(Entries from an annotation dataset)
☆ ☆ ☆ ☆

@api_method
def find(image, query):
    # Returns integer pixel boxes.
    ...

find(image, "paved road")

☆ ☆ ☆ ☆

GOAL:
Write out all records exactly, keeping every detail.

EXERCISE SOLUTION:
@api_method
def find(image, query):
    # Returns integer pixel boxes.
    ...

find(image, "paved road")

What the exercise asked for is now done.